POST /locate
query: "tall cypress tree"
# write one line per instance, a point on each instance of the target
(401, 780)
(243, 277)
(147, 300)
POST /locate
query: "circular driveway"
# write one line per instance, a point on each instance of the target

Given problem:
Rewrite the records above, replacing every "target" with "object" and keeping all other text the same.

Output of the exercise:
POST /locate
query: "tall cypress tree"
# write one line per instance, a point on each instance of the object
(401, 780)
(243, 277)
(147, 300)
POST /locate
query: "circular driveway"
# write one line per instance, a point on each instance of the object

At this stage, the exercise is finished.